__Task instructions__. Reproduce every line of the records below verbatim, leaving out the pictures.

__Input material__.
++++++++++
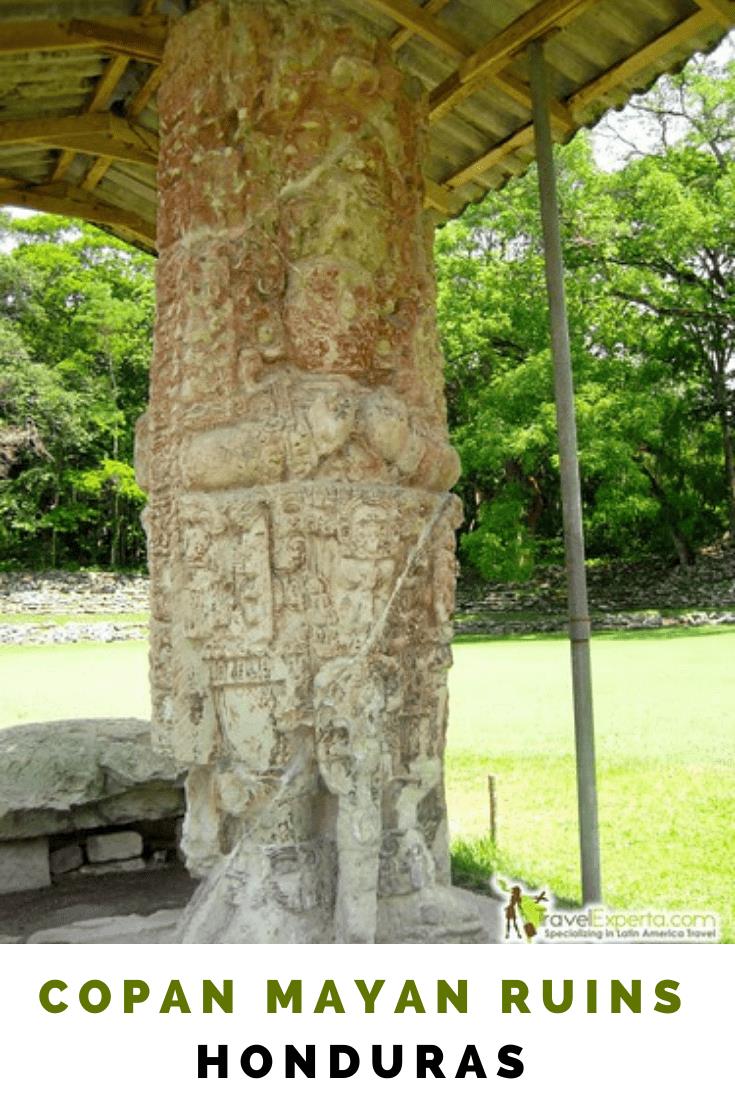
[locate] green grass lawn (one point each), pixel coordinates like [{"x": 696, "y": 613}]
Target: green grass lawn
[
  {"x": 666, "y": 755},
  {"x": 666, "y": 745}
]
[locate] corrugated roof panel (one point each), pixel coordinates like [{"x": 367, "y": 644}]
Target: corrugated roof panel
[{"x": 598, "y": 56}]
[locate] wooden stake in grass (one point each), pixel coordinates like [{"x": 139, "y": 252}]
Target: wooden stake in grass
[{"x": 493, "y": 799}]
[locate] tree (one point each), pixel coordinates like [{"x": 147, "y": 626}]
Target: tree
[
  {"x": 649, "y": 258},
  {"x": 76, "y": 312}
]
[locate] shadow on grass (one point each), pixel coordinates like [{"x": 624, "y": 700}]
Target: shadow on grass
[
  {"x": 475, "y": 862},
  {"x": 652, "y": 633}
]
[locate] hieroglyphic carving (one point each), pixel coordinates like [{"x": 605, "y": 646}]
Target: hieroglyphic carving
[{"x": 301, "y": 530}]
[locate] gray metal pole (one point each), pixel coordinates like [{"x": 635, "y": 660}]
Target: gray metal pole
[{"x": 584, "y": 733}]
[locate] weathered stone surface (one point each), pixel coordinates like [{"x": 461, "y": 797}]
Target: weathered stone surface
[
  {"x": 295, "y": 450},
  {"x": 116, "y": 846},
  {"x": 24, "y": 865},
  {"x": 129, "y": 865},
  {"x": 65, "y": 860},
  {"x": 83, "y": 774},
  {"x": 120, "y": 929}
]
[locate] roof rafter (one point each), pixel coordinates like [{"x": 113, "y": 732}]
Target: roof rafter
[
  {"x": 74, "y": 203},
  {"x": 141, "y": 36},
  {"x": 420, "y": 21},
  {"x": 648, "y": 55},
  {"x": 598, "y": 87},
  {"x": 99, "y": 101},
  {"x": 723, "y": 10},
  {"x": 481, "y": 66},
  {"x": 401, "y": 36},
  {"x": 99, "y": 134}
]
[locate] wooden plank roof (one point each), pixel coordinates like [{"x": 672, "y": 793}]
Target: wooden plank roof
[{"x": 78, "y": 126}]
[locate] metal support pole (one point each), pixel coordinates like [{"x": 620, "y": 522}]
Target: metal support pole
[{"x": 584, "y": 734}]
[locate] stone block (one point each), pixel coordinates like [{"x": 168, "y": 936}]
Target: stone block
[
  {"x": 132, "y": 865},
  {"x": 57, "y": 778},
  {"x": 118, "y": 929},
  {"x": 65, "y": 860},
  {"x": 24, "y": 865},
  {"x": 118, "y": 846}
]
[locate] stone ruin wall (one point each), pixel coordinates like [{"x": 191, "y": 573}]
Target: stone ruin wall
[{"x": 301, "y": 531}]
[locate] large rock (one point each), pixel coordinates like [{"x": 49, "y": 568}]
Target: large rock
[
  {"x": 82, "y": 774},
  {"x": 118, "y": 929}
]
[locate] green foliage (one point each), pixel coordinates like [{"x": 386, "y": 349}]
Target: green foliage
[
  {"x": 76, "y": 312},
  {"x": 650, "y": 261}
]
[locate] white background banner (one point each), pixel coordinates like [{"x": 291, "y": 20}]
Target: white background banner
[{"x": 150, "y": 1055}]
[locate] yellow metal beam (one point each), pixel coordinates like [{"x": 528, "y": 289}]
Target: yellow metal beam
[
  {"x": 99, "y": 134},
  {"x": 142, "y": 38},
  {"x": 618, "y": 74},
  {"x": 73, "y": 203},
  {"x": 511, "y": 144},
  {"x": 418, "y": 21},
  {"x": 484, "y": 64},
  {"x": 99, "y": 101},
  {"x": 722, "y": 10},
  {"x": 400, "y": 38}
]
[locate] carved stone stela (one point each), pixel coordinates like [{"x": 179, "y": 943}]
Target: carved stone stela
[{"x": 301, "y": 531}]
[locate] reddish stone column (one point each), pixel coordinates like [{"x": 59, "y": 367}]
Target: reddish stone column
[{"x": 301, "y": 531}]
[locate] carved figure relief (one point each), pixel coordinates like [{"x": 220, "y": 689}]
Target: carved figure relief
[{"x": 301, "y": 530}]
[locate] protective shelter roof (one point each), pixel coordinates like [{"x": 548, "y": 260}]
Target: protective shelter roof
[{"x": 78, "y": 123}]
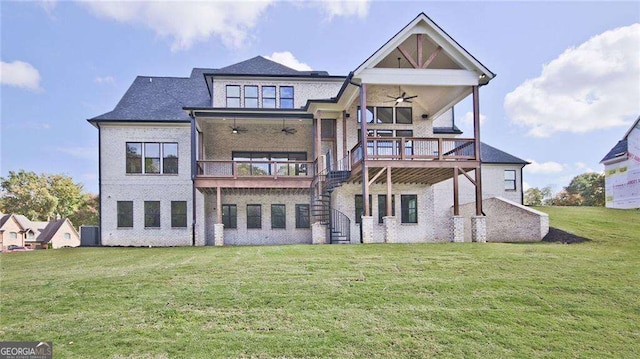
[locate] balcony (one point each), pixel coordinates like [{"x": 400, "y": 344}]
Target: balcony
[
  {"x": 254, "y": 174},
  {"x": 414, "y": 159}
]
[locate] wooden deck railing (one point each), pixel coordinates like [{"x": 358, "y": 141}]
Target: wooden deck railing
[
  {"x": 415, "y": 148},
  {"x": 264, "y": 169}
]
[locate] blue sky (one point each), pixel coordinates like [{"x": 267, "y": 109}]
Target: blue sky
[{"x": 568, "y": 84}]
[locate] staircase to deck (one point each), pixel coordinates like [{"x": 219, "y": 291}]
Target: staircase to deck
[{"x": 338, "y": 224}]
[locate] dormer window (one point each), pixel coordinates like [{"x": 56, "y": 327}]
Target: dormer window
[
  {"x": 286, "y": 96},
  {"x": 251, "y": 96},
  {"x": 268, "y": 96},
  {"x": 233, "y": 96}
]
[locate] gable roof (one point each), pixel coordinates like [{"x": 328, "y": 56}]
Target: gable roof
[
  {"x": 490, "y": 154},
  {"x": 260, "y": 66},
  {"x": 619, "y": 151},
  {"x": 4, "y": 219},
  {"x": 47, "y": 233},
  {"x": 160, "y": 99},
  {"x": 438, "y": 35},
  {"x": 21, "y": 220}
]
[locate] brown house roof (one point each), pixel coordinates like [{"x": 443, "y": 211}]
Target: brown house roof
[{"x": 47, "y": 233}]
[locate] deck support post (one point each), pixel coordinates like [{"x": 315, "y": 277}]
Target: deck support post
[
  {"x": 218, "y": 227},
  {"x": 363, "y": 141},
  {"x": 389, "y": 190},
  {"x": 456, "y": 203},
  {"x": 318, "y": 141},
  {"x": 476, "y": 135}
]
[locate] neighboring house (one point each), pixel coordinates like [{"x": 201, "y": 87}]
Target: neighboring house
[
  {"x": 622, "y": 171},
  {"x": 19, "y": 230},
  {"x": 259, "y": 153}
]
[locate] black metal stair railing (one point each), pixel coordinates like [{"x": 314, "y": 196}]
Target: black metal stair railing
[{"x": 323, "y": 184}]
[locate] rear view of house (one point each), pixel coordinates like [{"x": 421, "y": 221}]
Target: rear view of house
[{"x": 259, "y": 153}]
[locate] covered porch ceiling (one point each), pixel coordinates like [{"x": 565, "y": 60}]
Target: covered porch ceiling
[{"x": 408, "y": 175}]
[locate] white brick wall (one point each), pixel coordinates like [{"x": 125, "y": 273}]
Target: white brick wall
[
  {"x": 344, "y": 201},
  {"x": 508, "y": 221},
  {"x": 117, "y": 185},
  {"x": 492, "y": 186},
  {"x": 243, "y": 236}
]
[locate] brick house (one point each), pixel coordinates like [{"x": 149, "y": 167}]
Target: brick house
[{"x": 259, "y": 153}]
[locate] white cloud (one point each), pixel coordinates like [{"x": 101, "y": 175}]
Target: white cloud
[
  {"x": 544, "y": 167},
  {"x": 343, "y": 8},
  {"x": 20, "y": 74},
  {"x": 583, "y": 167},
  {"x": 286, "y": 58},
  {"x": 187, "y": 23},
  {"x": 467, "y": 119},
  {"x": 590, "y": 87},
  {"x": 48, "y": 6},
  {"x": 105, "y": 80}
]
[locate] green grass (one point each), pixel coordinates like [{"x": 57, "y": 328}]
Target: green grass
[{"x": 390, "y": 301}]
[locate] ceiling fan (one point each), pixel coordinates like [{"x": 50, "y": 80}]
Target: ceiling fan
[
  {"x": 288, "y": 130},
  {"x": 402, "y": 96},
  {"x": 235, "y": 129}
]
++++++++++
__Response for this exercise__.
[locate] green grass lawn (one point each), pixel coordinates like [{"x": 696, "y": 613}]
Target: green grass lawn
[
  {"x": 666, "y": 755},
  {"x": 666, "y": 745}
]
[locate] corrugated roof panel (one point each), pixel coordinates like [{"x": 367, "y": 644}]
Target: corrugated roof panel
[{"x": 598, "y": 56}]
[locate] wooden stake in grass (one point each), pixel coordinates like [{"x": 139, "y": 252}]
Target: wooden stake in grass
[{"x": 493, "y": 799}]
[locate] tree (one point each), pixel coordinates like [{"x": 147, "y": 626}]
Target: tree
[
  {"x": 649, "y": 258},
  {"x": 76, "y": 312}
]
[locate] shadow on grass (one point each), pixel coordinates like [{"x": 624, "y": 700}]
Target: shadow on grass
[
  {"x": 475, "y": 862},
  {"x": 652, "y": 633}
]
[locate] hieroglyphic carving (one point each), pixel coordinates like [{"x": 605, "y": 646}]
Target: hieroglyphic carving
[{"x": 301, "y": 530}]
[locate] gray metal pole (one point each), pixel coordinates like [{"x": 635, "y": 660}]
Target: gray metal pole
[{"x": 584, "y": 733}]
[locate] weathered stone surface (one point each), pixel coordinates like [{"x": 461, "y": 797}]
Target: weathered stone surface
[
  {"x": 295, "y": 450},
  {"x": 116, "y": 846},
  {"x": 24, "y": 865},
  {"x": 129, "y": 865},
  {"x": 65, "y": 860},
  {"x": 83, "y": 774},
  {"x": 120, "y": 929}
]
[locate] roof rafter (one point each), pixel coordinates like [{"x": 113, "y": 732}]
Target: roof rafter
[
  {"x": 74, "y": 203},
  {"x": 141, "y": 36},
  {"x": 420, "y": 21},
  {"x": 648, "y": 55},
  {"x": 598, "y": 87},
  {"x": 99, "y": 101},
  {"x": 723, "y": 10},
  {"x": 481, "y": 66},
  {"x": 401, "y": 36},
  {"x": 99, "y": 134}
]
[locate] wooden plank roof (one point each), pixel coordinates like [{"x": 672, "y": 793}]
Target: wooden plank roof
[{"x": 78, "y": 126}]
[locate] metal support pole (one point each), pixel coordinates like [{"x": 620, "y": 522}]
Target: metal support pole
[{"x": 584, "y": 734}]
[locate] stone block (one point each), pixel coordinates like [{"x": 168, "y": 936}]
Target: stone block
[
  {"x": 132, "y": 865},
  {"x": 57, "y": 778},
  {"x": 118, "y": 929},
  {"x": 65, "y": 860},
  {"x": 24, "y": 865},
  {"x": 118, "y": 846}
]
[locate] stone ruin wall (one point each), pixel coordinates like [{"x": 191, "y": 573}]
Target: stone ruin wall
[{"x": 301, "y": 531}]
[locate] large rock (one point each), pixel coordinates like [{"x": 49, "y": 568}]
Target: large rock
[
  {"x": 82, "y": 774},
  {"x": 118, "y": 929}
]
[locate] green foliage (one point each), pixel coordinates like [{"x": 386, "y": 349}]
Target: green foliage
[
  {"x": 76, "y": 312},
  {"x": 650, "y": 261}
]
[locate] white background banner (one point each), pixel coordinates like [{"x": 291, "y": 20}]
Target: white background banner
[{"x": 150, "y": 1055}]
[locate] yellow metal beam (one point each), pixel coordinates like [{"x": 528, "y": 289}]
Target: yellow metal beam
[
  {"x": 99, "y": 134},
  {"x": 142, "y": 38},
  {"x": 618, "y": 74},
  {"x": 73, "y": 203},
  {"x": 511, "y": 144},
  {"x": 418, "y": 21},
  {"x": 484, "y": 64},
  {"x": 99, "y": 101},
  {"x": 722, "y": 10},
  {"x": 400, "y": 38}
]
[locate] carved stone stela (one point each), pixel coordinates like [{"x": 179, "y": 943}]
Target: carved stone stela
[{"x": 301, "y": 531}]
[locate] reddish stone column (one point each), pixel coordinates like [{"x": 59, "y": 367}]
Target: reddish stone column
[{"x": 301, "y": 531}]
[locate] carved figure relief (one point each), pixel coordinates like [{"x": 220, "y": 689}]
Target: carved figure relief
[{"x": 301, "y": 530}]
[locate] protective shelter roof (one point each), pixel coordinates like [{"x": 548, "y": 260}]
Target: protective shelter roof
[{"x": 78, "y": 123}]
[locate] balcony (one point each), pixel coordinates like [{"x": 400, "y": 344}]
Target: balcony
[
  {"x": 254, "y": 174},
  {"x": 414, "y": 159}
]
[locate] wooden deck railing (one point each), pixel coordinates like [{"x": 358, "y": 141}]
Target: wooden deck railing
[
  {"x": 415, "y": 148},
  {"x": 264, "y": 169}
]
[locate] blue sky (one point each), pixel coordinates like [{"x": 267, "y": 109}]
Target: blue sky
[{"x": 568, "y": 84}]
[locate] staircase to deck (one point each), pixel coordinates like [{"x": 219, "y": 291}]
Target: staircase to deck
[{"x": 338, "y": 224}]
[locate] dormer window (one point each), pixel coordinates like [{"x": 56, "y": 327}]
Target: dormer window
[
  {"x": 286, "y": 96},
  {"x": 251, "y": 96},
  {"x": 268, "y": 96},
  {"x": 233, "y": 96}
]
[locate] gable roof (one point each), pixel coordinates like [{"x": 328, "y": 56}]
Target: gable roof
[
  {"x": 490, "y": 154},
  {"x": 260, "y": 66},
  {"x": 619, "y": 151},
  {"x": 4, "y": 219},
  {"x": 47, "y": 233},
  {"x": 160, "y": 99},
  {"x": 438, "y": 35},
  {"x": 21, "y": 220}
]
[locate] brown house roof (one point each), pixel coordinates like [{"x": 443, "y": 211}]
Target: brown house roof
[{"x": 47, "y": 233}]
[locate] deck support post (one point each), pixel coordinates like [{"x": 315, "y": 277}]
Target: deck support post
[
  {"x": 218, "y": 227},
  {"x": 363, "y": 141},
  {"x": 389, "y": 190},
  {"x": 456, "y": 203},
  {"x": 318, "y": 141},
  {"x": 476, "y": 135}
]
[locate] neighboring house (one point each), pixel coordinates like [{"x": 201, "y": 87}]
Target: neighboring house
[
  {"x": 622, "y": 171},
  {"x": 19, "y": 230},
  {"x": 259, "y": 153}
]
[locate] black metal stair railing (one point each), pixel coordinates like [{"x": 314, "y": 196}]
Target: black metal stair railing
[{"x": 323, "y": 184}]
[locate] rear view of house (one point each), pixel coordinates like [{"x": 421, "y": 221}]
Target: rear view of house
[{"x": 259, "y": 153}]
[locate] covered porch ceiling (one point each), pixel coordinates like [{"x": 565, "y": 60}]
Target: covered porch ceiling
[{"x": 408, "y": 175}]
[locate] white brick wall (one point each), pixel coordinates like [{"x": 125, "y": 273}]
Target: white brick wall
[
  {"x": 344, "y": 201},
  {"x": 508, "y": 221},
  {"x": 117, "y": 185},
  {"x": 492, "y": 186},
  {"x": 243, "y": 236}
]
[locate] brick house (one point each), pixel coordinates like [{"x": 149, "y": 167}]
Target: brick house
[{"x": 259, "y": 153}]
[locate] white cloud (one point each), pixel coordinates like [{"x": 101, "y": 175}]
Target: white cloud
[
  {"x": 544, "y": 167},
  {"x": 343, "y": 8},
  {"x": 20, "y": 74},
  {"x": 583, "y": 167},
  {"x": 286, "y": 58},
  {"x": 187, "y": 23},
  {"x": 467, "y": 119},
  {"x": 590, "y": 87},
  {"x": 48, "y": 6},
  {"x": 105, "y": 80}
]
[locate] green grass (one point each), pixel coordinates like [{"x": 57, "y": 328}]
Target: green grass
[{"x": 390, "y": 301}]
[locate] ceiling fan (one point each), pixel coordinates like [{"x": 50, "y": 80}]
Target: ceiling fan
[
  {"x": 288, "y": 130},
  {"x": 402, "y": 96},
  {"x": 235, "y": 129}
]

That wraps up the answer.